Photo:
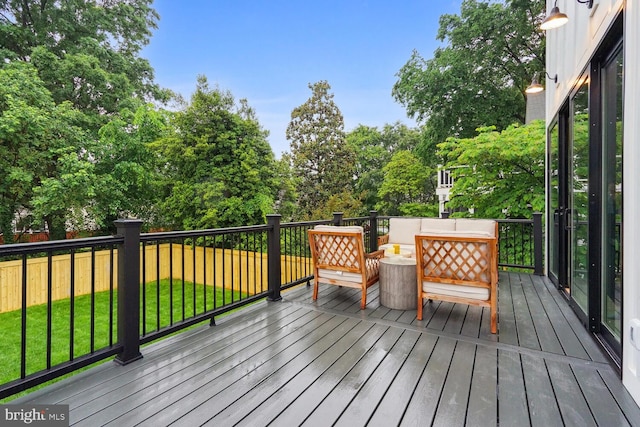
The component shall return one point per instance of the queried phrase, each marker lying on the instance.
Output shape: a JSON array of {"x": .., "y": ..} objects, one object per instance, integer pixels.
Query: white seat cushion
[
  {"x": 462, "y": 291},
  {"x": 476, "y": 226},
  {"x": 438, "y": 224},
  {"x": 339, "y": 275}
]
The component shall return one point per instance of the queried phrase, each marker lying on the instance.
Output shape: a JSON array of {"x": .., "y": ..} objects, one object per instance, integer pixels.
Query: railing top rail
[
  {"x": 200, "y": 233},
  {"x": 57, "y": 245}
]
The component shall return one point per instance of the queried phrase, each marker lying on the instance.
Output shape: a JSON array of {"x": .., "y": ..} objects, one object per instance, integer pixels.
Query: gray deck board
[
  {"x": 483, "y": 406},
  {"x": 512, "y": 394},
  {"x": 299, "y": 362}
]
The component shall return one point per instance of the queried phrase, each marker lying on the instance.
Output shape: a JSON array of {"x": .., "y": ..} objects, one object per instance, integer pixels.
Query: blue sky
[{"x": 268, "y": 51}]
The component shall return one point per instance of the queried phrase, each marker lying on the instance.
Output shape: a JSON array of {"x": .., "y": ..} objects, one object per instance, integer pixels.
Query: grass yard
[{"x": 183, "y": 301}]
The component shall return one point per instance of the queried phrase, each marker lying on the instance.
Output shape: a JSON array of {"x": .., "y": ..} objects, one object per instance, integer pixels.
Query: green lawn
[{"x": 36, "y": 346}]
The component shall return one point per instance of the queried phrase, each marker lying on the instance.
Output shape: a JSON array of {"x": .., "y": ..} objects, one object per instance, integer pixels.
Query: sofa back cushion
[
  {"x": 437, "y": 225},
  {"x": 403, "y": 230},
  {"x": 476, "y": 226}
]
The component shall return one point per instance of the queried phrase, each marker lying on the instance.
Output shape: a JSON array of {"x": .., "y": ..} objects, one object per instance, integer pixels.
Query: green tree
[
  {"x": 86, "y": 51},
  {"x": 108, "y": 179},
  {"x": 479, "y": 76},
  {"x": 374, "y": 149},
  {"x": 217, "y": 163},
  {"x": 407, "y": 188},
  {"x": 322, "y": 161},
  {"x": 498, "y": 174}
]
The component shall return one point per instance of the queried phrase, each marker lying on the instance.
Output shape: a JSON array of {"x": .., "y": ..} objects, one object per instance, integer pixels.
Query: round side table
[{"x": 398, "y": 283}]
= = = = =
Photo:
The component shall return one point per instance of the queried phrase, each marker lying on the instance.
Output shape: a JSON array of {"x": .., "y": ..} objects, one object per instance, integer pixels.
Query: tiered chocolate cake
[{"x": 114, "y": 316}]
= = = = =
◆ GIVEN TASK ◆
Count the lines in the items above that contain the string "Query", with case mattering, and reply with the number alone.

◆ THE RESPONSE ◆
10